* [GIVEN PROBLEM]: How many lines of the data below contain the word "brown"? Reply with the number only.

** Begin INPUT ROWS **

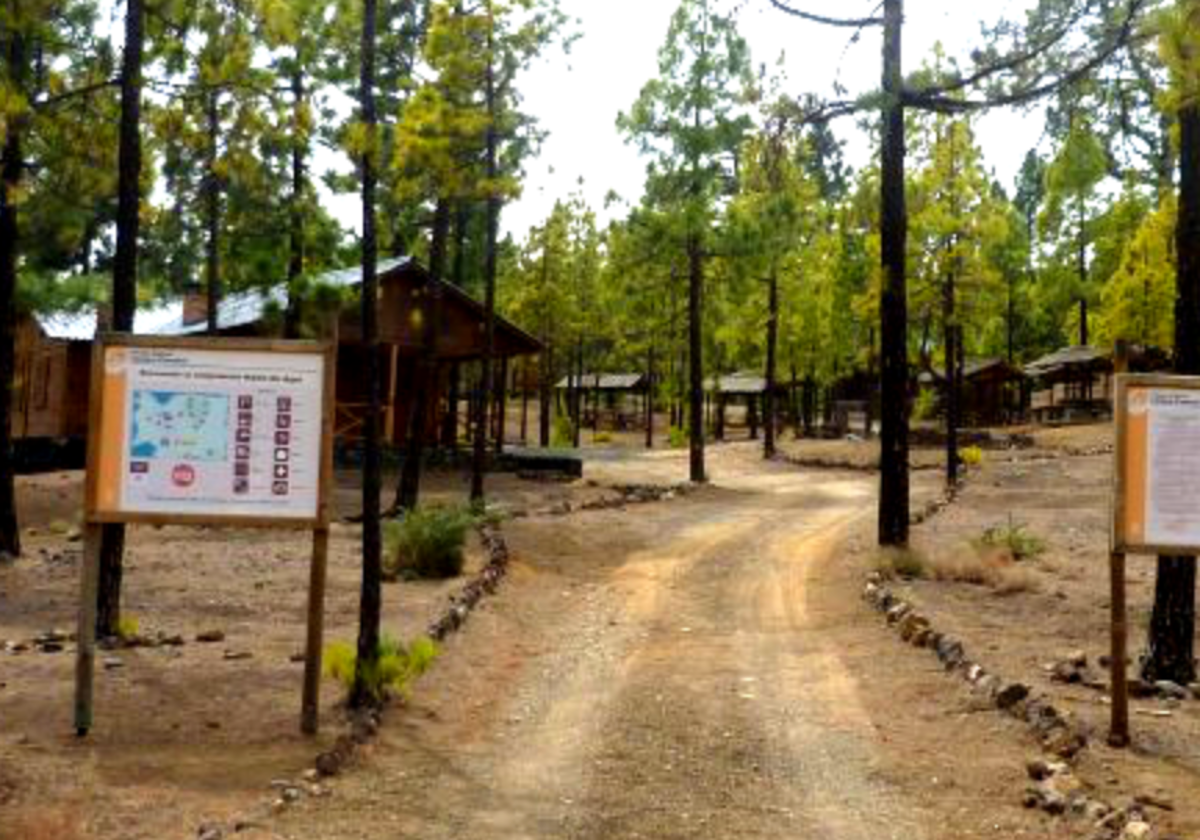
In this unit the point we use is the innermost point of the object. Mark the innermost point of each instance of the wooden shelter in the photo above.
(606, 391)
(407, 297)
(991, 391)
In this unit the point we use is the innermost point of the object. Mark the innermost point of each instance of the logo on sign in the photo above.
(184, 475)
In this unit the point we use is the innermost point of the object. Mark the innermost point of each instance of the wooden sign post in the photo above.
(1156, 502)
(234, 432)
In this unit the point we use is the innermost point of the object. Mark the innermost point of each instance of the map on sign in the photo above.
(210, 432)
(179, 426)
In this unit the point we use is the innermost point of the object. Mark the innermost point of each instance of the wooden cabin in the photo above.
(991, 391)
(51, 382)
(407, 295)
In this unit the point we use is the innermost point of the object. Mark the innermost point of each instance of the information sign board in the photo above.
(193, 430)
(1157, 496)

** End INPUT ROWS **
** Begin INPUT ROWS **

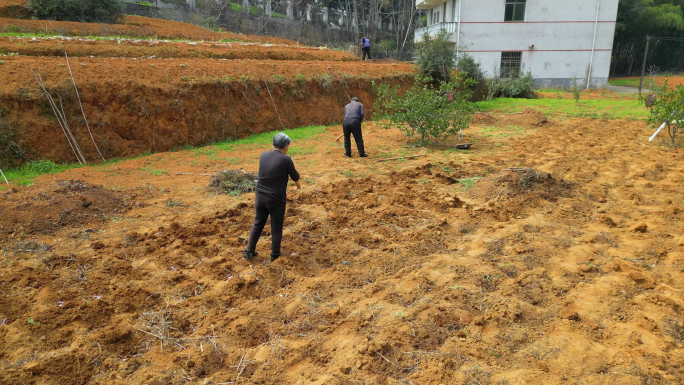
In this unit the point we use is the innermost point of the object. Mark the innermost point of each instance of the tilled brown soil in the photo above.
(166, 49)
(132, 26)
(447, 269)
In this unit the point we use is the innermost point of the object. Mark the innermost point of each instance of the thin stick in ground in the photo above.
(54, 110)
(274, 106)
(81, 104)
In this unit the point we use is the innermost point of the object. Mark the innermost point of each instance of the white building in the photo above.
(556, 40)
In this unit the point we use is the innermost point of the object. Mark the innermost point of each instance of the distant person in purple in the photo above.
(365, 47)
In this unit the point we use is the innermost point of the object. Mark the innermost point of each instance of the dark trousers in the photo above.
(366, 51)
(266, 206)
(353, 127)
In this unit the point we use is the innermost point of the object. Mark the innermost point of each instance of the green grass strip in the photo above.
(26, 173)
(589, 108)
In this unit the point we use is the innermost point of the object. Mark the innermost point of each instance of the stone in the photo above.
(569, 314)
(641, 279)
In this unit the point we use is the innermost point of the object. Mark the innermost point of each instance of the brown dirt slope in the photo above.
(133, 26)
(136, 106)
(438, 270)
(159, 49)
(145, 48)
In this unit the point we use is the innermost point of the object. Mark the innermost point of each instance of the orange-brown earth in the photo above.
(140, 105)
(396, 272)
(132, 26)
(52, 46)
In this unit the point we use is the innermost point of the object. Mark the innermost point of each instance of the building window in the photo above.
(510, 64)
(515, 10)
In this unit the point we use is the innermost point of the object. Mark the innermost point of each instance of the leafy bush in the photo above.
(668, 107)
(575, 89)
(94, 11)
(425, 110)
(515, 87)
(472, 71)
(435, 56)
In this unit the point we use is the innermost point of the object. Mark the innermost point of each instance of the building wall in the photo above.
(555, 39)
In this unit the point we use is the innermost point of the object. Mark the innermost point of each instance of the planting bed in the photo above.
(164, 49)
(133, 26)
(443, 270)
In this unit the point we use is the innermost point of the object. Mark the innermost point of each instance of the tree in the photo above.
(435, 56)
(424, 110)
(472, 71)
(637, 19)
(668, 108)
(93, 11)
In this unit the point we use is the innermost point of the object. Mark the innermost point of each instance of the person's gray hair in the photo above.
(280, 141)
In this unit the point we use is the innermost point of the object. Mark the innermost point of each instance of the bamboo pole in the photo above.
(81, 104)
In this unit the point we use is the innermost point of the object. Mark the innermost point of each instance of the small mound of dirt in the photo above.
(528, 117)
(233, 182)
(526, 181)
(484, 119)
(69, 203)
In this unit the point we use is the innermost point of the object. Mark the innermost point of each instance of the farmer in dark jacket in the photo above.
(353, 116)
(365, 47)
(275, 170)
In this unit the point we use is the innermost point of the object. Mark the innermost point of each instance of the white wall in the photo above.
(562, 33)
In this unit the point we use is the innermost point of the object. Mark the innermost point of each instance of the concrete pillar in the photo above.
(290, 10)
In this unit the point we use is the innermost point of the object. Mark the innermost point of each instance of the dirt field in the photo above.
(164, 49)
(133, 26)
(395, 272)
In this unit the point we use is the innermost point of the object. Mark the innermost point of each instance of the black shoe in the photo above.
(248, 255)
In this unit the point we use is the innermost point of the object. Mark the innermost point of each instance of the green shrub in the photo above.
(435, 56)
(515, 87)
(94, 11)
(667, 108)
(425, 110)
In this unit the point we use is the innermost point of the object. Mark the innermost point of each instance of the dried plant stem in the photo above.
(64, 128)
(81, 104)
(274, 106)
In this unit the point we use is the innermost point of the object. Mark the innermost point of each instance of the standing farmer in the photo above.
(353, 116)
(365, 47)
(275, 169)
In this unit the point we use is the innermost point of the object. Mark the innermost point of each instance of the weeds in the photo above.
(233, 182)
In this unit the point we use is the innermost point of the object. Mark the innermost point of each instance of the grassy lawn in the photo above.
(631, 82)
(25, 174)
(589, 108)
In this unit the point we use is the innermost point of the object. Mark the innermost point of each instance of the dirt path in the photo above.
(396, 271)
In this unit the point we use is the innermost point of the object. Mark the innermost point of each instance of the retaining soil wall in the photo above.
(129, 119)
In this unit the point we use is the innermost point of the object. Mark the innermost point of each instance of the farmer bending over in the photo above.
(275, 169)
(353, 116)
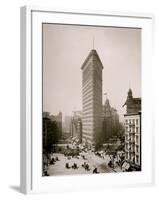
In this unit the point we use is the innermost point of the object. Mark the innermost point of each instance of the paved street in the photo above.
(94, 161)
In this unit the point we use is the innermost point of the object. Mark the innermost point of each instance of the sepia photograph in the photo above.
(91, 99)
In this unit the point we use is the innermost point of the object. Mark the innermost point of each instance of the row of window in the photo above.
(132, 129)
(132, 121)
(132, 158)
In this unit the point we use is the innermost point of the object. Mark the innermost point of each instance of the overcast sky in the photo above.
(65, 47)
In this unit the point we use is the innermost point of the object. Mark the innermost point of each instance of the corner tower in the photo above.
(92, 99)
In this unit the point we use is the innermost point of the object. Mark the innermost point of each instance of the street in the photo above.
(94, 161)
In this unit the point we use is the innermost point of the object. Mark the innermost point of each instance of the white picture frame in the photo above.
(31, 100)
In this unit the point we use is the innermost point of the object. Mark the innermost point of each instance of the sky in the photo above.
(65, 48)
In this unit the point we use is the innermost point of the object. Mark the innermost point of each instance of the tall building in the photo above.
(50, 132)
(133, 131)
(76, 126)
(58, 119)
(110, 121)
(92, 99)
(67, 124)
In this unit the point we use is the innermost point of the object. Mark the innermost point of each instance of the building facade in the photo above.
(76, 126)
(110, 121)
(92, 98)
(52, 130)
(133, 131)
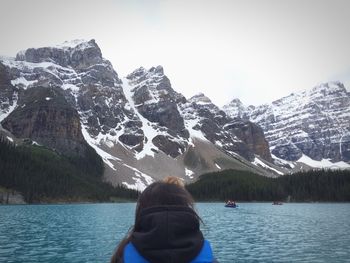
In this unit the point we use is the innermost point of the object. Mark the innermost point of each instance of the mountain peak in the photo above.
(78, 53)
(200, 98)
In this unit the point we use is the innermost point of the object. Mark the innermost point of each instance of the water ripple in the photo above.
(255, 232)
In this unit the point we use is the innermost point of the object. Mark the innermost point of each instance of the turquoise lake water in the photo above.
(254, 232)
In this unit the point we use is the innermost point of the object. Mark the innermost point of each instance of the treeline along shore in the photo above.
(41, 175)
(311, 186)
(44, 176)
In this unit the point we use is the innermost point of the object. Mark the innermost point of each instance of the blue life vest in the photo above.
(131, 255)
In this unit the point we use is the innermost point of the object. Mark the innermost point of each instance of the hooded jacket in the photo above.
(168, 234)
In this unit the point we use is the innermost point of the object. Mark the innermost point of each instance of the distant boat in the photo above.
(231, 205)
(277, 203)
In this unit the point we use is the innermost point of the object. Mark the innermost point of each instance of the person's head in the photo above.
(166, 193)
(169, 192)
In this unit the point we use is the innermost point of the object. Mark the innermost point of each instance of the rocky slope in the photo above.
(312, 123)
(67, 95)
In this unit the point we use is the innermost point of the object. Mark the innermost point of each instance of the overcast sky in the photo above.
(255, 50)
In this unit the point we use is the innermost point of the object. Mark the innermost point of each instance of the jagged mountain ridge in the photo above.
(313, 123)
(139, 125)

** End INPUT ROWS **

* [RESPONSE TO THE EXERCISE]: 3